SHORT TASK: From the rows below, pull out every line that contains the word "with" and copy each one in full. Case counts.

########################################

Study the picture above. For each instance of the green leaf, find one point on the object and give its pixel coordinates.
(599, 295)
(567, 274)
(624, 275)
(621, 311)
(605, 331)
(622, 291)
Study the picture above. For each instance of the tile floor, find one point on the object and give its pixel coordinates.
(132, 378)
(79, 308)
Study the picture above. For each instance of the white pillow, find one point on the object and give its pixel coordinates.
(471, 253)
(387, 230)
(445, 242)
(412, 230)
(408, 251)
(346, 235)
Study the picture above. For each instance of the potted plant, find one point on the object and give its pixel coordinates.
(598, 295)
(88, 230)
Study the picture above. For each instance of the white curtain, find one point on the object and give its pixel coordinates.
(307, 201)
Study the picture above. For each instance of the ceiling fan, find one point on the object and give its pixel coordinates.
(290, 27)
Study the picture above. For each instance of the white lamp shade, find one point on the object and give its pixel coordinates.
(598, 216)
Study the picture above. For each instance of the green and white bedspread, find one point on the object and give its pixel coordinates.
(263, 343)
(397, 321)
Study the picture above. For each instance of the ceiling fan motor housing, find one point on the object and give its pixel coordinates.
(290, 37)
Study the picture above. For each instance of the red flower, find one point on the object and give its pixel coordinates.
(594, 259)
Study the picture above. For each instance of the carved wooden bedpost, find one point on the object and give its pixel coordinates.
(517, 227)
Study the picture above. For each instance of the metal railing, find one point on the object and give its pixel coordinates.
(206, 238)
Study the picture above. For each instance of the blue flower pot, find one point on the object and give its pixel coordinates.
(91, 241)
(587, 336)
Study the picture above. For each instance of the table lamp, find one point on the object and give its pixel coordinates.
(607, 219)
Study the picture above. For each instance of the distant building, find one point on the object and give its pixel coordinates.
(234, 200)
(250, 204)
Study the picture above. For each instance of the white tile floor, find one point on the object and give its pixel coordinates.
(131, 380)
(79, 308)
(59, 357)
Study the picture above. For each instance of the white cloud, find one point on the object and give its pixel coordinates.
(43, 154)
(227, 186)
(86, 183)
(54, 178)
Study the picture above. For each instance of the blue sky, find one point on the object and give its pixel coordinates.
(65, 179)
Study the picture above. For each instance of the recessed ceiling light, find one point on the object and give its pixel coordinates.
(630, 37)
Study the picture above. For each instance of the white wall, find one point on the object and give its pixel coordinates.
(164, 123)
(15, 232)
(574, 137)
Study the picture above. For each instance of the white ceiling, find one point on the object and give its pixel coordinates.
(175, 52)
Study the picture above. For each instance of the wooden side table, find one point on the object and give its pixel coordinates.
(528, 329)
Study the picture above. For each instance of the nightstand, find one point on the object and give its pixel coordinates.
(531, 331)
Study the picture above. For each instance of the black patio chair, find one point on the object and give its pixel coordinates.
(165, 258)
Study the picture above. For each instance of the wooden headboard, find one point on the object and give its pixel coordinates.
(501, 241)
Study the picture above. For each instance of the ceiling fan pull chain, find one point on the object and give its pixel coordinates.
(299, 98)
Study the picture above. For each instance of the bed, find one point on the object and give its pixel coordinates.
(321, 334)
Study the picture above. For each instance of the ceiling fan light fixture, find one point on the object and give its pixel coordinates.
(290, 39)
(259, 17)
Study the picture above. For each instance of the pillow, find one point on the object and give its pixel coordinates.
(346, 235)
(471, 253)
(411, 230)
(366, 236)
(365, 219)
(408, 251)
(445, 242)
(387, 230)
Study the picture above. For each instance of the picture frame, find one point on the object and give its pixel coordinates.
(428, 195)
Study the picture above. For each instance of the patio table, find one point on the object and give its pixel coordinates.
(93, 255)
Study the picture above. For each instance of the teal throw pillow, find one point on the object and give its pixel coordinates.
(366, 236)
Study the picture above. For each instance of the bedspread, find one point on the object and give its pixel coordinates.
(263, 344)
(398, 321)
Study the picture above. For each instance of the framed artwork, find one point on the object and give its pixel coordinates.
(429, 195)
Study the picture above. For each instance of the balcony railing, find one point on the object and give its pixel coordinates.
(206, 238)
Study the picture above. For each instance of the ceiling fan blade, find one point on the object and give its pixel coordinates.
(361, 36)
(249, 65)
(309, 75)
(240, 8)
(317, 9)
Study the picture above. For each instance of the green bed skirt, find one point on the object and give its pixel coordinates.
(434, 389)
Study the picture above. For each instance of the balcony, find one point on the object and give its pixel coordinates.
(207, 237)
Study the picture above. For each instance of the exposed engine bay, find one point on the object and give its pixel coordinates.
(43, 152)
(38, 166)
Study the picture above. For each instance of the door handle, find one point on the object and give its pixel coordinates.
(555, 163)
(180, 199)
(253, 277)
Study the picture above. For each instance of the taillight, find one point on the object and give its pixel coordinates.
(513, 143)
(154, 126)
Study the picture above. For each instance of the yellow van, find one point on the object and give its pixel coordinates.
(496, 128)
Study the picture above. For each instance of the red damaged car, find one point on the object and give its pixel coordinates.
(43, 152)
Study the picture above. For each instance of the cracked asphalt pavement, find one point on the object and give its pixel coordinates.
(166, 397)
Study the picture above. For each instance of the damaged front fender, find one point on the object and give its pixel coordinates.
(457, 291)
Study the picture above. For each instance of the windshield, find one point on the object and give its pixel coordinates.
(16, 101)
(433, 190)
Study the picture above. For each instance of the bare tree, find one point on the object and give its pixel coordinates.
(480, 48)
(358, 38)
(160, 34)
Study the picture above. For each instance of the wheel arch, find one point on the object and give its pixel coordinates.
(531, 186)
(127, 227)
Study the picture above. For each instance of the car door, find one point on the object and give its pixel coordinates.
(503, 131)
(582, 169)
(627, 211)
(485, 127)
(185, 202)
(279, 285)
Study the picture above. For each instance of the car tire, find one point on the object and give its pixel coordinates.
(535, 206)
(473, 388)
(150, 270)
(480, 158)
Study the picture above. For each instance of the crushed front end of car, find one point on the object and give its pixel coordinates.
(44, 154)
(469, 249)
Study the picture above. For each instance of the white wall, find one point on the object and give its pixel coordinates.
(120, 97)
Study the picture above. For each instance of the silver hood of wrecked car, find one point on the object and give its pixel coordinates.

########################################

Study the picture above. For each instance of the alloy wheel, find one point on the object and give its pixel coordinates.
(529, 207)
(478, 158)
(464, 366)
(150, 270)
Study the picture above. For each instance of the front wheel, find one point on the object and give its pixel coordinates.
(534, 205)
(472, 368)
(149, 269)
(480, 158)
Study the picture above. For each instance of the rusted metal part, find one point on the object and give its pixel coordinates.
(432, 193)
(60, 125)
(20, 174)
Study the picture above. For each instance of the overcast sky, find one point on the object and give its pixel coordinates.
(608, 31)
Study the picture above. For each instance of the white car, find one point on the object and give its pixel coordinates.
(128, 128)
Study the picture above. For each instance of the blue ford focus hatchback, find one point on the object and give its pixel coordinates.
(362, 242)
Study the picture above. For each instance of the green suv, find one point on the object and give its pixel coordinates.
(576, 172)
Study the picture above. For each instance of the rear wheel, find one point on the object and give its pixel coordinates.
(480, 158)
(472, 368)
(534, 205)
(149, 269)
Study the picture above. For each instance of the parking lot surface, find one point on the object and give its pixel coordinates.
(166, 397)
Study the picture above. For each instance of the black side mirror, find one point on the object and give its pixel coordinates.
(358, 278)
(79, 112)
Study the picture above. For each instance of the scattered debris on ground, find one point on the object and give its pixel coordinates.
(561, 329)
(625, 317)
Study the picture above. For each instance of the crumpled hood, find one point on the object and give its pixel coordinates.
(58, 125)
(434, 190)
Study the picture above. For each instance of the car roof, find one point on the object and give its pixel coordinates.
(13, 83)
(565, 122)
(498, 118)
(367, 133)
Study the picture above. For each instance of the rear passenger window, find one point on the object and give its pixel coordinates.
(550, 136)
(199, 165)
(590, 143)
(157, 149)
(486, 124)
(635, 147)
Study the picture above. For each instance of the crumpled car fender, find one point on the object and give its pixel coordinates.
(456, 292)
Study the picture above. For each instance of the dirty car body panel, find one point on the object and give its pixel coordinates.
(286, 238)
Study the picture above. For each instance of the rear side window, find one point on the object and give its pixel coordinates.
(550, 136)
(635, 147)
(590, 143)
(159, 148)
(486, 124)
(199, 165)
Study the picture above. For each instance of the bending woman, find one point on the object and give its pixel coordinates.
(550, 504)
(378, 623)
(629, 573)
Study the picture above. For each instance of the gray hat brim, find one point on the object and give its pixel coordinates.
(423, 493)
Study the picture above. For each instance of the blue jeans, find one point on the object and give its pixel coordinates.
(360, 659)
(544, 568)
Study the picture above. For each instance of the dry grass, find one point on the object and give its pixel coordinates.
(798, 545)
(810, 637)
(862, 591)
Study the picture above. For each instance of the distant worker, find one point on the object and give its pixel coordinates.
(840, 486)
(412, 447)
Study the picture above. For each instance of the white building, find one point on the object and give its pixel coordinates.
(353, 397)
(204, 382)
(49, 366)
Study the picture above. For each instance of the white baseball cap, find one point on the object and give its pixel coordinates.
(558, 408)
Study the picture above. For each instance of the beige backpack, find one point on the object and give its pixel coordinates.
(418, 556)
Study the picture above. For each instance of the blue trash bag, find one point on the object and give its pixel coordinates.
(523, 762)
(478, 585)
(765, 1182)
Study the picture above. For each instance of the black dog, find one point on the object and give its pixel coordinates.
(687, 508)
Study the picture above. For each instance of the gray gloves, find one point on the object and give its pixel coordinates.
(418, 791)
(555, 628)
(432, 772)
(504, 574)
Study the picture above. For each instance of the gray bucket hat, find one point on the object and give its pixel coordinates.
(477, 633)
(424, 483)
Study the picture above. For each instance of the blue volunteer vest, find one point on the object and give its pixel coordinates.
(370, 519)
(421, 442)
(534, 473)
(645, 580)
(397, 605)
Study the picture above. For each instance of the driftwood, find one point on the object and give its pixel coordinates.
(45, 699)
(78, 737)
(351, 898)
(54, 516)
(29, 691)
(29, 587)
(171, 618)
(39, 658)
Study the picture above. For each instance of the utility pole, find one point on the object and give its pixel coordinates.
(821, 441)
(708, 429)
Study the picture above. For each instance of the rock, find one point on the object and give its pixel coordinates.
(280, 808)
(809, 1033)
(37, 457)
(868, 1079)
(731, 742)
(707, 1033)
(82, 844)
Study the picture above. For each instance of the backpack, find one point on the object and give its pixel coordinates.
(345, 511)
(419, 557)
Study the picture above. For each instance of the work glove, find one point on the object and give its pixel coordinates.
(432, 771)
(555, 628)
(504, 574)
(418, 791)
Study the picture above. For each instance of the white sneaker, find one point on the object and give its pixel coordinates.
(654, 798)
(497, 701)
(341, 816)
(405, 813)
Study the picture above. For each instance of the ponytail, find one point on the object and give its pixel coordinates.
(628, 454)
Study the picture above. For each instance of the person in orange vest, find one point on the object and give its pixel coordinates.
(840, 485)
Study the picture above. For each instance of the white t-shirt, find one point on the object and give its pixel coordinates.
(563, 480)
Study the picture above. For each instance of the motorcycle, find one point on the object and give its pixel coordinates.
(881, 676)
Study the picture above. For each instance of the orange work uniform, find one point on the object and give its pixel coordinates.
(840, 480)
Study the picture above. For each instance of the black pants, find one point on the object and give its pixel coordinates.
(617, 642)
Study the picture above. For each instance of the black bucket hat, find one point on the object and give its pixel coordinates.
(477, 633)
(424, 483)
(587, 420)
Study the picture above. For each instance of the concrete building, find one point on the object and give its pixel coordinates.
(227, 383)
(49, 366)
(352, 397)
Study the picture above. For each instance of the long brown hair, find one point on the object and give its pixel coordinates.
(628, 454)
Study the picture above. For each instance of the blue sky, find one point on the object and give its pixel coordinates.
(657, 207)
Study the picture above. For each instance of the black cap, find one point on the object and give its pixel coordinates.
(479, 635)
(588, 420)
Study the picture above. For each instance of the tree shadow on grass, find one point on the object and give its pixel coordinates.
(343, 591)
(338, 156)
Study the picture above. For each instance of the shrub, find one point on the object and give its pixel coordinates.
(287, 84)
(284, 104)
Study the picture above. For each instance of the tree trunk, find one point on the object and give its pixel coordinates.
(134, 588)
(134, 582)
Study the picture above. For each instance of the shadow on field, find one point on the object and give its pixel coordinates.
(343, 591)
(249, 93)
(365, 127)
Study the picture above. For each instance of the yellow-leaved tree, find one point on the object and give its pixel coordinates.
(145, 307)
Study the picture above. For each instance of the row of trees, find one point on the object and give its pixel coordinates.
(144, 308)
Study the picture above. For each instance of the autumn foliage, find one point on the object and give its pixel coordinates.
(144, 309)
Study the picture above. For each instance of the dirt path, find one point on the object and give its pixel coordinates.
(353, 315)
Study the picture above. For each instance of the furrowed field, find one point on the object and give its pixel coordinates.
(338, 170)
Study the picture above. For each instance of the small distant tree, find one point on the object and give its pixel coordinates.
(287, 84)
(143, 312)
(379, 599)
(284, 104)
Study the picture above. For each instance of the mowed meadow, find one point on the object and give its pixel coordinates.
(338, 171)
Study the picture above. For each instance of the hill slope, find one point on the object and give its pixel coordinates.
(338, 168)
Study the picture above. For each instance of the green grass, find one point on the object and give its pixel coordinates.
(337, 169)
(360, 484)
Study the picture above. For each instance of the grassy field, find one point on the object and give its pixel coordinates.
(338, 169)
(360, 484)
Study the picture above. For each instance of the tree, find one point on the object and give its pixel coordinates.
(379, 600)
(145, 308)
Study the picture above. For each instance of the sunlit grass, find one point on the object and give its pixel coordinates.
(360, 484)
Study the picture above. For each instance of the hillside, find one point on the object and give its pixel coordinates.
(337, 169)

########################################

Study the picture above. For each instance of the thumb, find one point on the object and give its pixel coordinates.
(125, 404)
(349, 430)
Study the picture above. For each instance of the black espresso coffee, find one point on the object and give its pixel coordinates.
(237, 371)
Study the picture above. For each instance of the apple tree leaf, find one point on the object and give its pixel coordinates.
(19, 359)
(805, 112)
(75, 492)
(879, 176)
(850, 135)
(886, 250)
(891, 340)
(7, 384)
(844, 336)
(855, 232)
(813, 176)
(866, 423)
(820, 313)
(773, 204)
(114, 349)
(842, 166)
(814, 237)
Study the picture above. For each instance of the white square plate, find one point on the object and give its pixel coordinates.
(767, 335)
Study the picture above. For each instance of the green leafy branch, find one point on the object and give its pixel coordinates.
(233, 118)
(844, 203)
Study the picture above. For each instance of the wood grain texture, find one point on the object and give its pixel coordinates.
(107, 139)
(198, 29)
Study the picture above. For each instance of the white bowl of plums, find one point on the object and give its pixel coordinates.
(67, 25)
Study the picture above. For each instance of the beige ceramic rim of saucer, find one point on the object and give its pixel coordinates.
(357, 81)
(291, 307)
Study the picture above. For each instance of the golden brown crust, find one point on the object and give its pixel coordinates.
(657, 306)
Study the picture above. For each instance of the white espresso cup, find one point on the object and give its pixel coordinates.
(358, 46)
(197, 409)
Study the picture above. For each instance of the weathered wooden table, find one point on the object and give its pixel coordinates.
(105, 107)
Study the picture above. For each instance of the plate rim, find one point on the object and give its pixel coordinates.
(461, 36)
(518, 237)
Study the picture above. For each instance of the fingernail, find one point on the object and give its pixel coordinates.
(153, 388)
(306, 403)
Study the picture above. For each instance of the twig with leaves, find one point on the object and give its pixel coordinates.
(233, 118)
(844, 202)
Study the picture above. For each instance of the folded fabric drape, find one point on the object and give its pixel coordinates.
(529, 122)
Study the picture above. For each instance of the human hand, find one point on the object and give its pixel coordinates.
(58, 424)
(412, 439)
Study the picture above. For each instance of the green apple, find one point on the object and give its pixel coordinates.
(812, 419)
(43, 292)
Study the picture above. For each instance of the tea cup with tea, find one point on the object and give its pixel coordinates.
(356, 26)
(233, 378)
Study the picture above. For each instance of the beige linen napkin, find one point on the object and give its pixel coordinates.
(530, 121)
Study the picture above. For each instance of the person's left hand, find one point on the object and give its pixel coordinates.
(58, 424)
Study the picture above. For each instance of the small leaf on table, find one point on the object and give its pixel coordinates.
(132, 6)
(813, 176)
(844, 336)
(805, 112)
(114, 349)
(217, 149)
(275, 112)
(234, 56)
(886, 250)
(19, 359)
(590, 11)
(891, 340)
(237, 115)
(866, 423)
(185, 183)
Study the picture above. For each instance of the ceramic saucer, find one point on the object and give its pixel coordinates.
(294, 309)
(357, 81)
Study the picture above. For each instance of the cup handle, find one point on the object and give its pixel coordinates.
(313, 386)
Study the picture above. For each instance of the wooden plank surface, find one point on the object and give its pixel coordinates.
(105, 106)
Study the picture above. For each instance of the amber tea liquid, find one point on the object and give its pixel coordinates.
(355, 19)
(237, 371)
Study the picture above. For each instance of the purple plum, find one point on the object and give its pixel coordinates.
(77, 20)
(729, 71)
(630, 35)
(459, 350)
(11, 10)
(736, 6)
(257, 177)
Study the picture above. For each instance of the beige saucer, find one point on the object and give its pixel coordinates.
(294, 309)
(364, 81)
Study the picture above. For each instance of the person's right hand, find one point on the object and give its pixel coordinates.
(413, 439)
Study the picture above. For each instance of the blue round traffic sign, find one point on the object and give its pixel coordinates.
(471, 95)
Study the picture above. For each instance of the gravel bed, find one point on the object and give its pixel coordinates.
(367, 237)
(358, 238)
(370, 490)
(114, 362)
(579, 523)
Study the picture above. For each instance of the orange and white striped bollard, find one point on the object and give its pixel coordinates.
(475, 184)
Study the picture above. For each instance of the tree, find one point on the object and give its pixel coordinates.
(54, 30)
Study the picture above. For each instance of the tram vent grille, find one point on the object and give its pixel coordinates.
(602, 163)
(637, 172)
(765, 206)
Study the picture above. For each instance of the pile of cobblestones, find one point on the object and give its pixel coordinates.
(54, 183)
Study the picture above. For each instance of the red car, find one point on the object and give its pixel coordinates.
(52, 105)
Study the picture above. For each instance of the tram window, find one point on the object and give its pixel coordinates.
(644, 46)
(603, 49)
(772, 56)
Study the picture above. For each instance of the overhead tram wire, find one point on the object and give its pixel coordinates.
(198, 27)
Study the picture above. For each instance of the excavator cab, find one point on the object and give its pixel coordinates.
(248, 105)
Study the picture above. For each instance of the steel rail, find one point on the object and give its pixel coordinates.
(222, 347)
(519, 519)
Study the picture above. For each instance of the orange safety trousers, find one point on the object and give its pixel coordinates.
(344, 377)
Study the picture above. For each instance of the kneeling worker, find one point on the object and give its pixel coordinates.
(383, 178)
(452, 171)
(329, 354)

########################################

CORRECT ANSWER:
Study the picture above. For each instance of the twig with leaves, find one point on the object and give its pixel coordinates.
Study the picture above. For each instance of the tea cup with tea, find one point on the object and give its pixel coordinates.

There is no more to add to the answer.